Each entry must appear in the answer exactly as written.

Stored dataset items
================

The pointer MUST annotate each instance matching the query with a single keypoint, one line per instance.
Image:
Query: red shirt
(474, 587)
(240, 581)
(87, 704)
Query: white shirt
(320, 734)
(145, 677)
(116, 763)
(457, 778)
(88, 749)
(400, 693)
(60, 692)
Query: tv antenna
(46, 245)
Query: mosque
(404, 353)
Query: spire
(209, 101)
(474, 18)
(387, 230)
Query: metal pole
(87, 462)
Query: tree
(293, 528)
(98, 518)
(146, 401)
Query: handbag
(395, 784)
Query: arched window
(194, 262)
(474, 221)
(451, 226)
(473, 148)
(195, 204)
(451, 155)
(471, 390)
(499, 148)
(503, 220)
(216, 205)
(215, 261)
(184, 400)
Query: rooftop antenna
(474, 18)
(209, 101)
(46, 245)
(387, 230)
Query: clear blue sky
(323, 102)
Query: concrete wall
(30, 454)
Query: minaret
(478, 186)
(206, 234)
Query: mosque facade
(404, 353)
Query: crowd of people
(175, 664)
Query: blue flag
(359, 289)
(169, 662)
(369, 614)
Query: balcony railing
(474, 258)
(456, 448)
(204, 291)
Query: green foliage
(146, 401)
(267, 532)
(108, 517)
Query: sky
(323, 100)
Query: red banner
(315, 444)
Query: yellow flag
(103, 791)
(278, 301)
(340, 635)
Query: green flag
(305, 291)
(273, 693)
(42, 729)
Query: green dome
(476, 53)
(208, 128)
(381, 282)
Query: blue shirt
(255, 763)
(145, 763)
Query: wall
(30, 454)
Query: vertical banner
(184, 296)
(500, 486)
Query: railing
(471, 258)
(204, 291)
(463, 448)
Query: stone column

================

THE COMPLETED TASK ::
The pointer MUST annotate each instance matching the query with a single keypoint, one line per instance.
Image:
Query: red shirt
(474, 587)
(240, 581)
(87, 704)
Query: white shirt
(320, 734)
(145, 677)
(116, 763)
(457, 778)
(88, 749)
(400, 693)
(60, 692)
Query: tv antenna
(46, 245)
Query: mosque
(404, 353)
Query: spire
(209, 101)
(474, 18)
(387, 230)
Query: metal pole
(87, 462)
Query: tree
(293, 528)
(98, 518)
(146, 401)
Query: handbag
(395, 784)
Query: arched window
(194, 262)
(474, 221)
(451, 226)
(473, 148)
(195, 204)
(451, 155)
(471, 390)
(499, 148)
(503, 220)
(216, 205)
(215, 261)
(184, 400)
Query: rooftop antenna
(474, 18)
(209, 101)
(46, 245)
(387, 230)
Query: clear blue sky
(323, 102)
Query: concrete wall
(30, 454)
Query: minaret
(478, 186)
(206, 234)
Query: mosque facade
(404, 353)
Query: crowd of people
(175, 664)
Query: blue flag
(359, 289)
(169, 662)
(369, 614)
Query: balcony railing
(474, 258)
(456, 448)
(204, 291)
Query: green foliage
(146, 401)
(267, 532)
(108, 517)
Query: sky
(323, 100)
Query: red banner
(315, 444)
Query: yellow flag
(103, 791)
(278, 301)
(340, 635)
Query: green flag
(305, 291)
(273, 693)
(42, 729)
Query: green dome
(476, 53)
(208, 128)
(381, 282)
Query: blue shirt
(255, 763)
(145, 763)
Query: wall
(30, 454)
Query: vertical banner
(184, 296)
(500, 486)
Query: railing
(471, 258)
(204, 291)
(463, 448)
Query: stone column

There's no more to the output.